GIVEN INSTRUCTION 1
Count the lines of the records that contain the string "dark", and reply with that number alone.
GIVEN INSTRUCTION 2
Continue the passage about training for a race, starting right after its final sentence.

QUOTED TEXT
begin
On the drive home I found myself simmering in some disappointment that I didn’t finish faster, that I’d somehow let myself and Sweet Thang down. Again I really don’t think she cares, and I more than realize the I’m running for life not just a certain race. There are ways to train into speedier times and I really shouldn’t be spending any time at all beating myself up over what in fact is the strongest race I have run.
I trained my butt off:
- I gave up smoking and a few other unhealthy regular habits in late June. Not only because I needed to for my health and sanity, but also because I wanted to increase my running prowess.
end
SUPPLIED ENTRIES
begin
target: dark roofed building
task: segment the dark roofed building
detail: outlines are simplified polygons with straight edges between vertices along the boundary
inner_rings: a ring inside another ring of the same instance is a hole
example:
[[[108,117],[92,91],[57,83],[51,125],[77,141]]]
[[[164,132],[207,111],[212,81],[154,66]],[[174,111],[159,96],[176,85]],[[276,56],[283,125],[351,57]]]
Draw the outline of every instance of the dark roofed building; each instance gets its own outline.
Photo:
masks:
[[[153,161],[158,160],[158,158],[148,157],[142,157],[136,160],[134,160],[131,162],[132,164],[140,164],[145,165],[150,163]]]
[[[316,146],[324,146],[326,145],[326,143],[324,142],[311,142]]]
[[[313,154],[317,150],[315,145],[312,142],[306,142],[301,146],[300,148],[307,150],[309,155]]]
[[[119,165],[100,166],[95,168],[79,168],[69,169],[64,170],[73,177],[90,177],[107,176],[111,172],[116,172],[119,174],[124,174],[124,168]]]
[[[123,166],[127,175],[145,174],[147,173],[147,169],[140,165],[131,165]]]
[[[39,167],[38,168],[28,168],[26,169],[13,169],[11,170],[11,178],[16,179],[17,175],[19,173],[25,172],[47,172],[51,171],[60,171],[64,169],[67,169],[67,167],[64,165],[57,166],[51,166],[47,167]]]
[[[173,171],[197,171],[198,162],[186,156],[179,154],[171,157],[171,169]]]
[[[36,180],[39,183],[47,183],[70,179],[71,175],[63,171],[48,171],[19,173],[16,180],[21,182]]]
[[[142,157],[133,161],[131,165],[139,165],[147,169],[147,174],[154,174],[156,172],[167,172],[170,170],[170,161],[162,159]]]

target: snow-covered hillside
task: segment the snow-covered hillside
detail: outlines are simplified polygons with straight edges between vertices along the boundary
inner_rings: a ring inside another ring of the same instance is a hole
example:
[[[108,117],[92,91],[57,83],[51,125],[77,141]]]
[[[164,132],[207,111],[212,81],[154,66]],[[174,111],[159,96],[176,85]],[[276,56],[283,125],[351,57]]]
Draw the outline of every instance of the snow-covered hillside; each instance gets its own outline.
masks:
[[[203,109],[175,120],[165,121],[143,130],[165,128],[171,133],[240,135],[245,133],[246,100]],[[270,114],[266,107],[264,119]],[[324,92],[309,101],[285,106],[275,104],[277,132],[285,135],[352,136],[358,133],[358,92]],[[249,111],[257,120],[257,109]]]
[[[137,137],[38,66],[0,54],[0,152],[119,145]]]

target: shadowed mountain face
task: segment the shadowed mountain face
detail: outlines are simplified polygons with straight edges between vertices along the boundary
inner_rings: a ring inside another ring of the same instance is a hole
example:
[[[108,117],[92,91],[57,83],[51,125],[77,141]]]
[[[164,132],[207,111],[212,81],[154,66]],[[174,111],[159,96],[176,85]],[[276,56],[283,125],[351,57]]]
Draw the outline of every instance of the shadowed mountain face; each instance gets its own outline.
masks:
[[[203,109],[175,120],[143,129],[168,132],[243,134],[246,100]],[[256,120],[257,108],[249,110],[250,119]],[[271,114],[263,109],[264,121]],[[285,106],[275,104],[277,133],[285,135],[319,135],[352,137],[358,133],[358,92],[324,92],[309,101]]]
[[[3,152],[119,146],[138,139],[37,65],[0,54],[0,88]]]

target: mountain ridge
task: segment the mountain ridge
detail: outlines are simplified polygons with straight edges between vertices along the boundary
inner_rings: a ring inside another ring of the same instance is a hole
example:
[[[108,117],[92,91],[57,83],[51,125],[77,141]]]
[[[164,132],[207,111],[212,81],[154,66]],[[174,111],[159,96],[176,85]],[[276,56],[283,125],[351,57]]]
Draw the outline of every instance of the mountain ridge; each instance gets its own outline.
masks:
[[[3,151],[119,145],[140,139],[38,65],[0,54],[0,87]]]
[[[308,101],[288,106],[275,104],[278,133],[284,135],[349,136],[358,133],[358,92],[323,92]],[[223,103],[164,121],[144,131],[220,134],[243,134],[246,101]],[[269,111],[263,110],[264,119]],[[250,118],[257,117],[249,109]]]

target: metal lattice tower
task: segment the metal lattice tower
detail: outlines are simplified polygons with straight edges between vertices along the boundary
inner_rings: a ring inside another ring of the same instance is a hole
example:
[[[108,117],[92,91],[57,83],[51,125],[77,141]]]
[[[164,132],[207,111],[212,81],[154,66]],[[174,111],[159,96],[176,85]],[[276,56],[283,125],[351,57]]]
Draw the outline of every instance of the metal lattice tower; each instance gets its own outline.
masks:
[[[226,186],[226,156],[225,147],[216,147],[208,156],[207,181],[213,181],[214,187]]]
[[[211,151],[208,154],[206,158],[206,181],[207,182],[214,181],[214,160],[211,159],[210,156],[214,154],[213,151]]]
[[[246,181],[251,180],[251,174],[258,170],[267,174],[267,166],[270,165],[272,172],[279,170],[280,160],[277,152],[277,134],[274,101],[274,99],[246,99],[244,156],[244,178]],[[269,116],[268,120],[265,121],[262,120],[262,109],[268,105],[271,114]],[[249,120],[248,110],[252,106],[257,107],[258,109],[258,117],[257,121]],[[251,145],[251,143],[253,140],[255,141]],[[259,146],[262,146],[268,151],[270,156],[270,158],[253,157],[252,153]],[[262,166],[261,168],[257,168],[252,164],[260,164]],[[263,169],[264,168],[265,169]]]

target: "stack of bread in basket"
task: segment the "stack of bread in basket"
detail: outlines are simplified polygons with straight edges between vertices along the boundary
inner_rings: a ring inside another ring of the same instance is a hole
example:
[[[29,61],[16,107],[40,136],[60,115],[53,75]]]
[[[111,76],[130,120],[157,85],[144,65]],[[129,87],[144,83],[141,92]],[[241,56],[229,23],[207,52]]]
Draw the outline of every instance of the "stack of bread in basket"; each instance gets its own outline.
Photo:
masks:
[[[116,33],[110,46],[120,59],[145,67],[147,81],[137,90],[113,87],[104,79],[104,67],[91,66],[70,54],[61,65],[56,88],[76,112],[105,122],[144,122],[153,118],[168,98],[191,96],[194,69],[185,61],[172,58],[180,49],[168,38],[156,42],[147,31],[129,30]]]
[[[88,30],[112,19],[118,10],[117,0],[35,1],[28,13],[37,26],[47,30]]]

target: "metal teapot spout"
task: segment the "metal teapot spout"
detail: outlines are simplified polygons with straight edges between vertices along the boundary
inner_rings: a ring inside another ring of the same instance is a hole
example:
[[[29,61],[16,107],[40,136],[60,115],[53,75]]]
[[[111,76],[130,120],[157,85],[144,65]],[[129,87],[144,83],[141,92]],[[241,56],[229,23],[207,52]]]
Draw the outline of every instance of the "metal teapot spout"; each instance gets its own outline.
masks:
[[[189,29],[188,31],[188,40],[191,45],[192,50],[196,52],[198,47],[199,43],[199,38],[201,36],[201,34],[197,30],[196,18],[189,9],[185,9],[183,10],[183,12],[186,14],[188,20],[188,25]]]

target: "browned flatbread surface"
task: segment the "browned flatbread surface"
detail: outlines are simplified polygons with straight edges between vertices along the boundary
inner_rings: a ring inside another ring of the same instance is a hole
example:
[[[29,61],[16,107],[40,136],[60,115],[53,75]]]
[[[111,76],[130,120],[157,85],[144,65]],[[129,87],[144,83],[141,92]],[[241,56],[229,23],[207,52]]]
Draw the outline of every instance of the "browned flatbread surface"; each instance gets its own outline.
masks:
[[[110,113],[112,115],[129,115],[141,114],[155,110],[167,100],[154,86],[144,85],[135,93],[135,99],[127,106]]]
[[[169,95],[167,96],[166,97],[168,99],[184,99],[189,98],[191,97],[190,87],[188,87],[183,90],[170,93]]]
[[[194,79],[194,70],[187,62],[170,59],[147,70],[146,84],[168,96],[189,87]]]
end
RESULT 1
3

RESULT 2
- Sweet Thang and I started training for this race about the time the record heat and drought conditions were plaguing most of the country, yet we never missed a run in any of the weeks leading up to the race. We never let the heat or sun derail us. We simply made adjustments and found a way to make it work, one run at a time, 3 days a week, week after week until race time. We often ran with less water than we should of been drinking. Sweet Thang is a Camel compared to me and sweats far less than the buckets at a time I do. In doing this we accidentally accomplished heat training and hydration training. We didn’t plan it this way, we didn’t dwell on how badass we were really being in doing this. Mostly I think we just knew we needed to run, we wanted to run, we couldn’t control the weather so we just DID IT! I can’t tell you how many times I climbed in my car after finishing, looked at the temp gauge reading something like 101-105+ and just thought, “huh, we are crazy but it’s done”.
- Not to dwell on the weather, but we live in Indiana, it does NOT get that hot here. We usually have a few weeks of 90-95 temps in maybe July and August and the rest of the time it’s somewhere in the 80’s. What we do have normally is humidity, which this year we had much less than usual but enough thick air sticky days to condition us to running in that too.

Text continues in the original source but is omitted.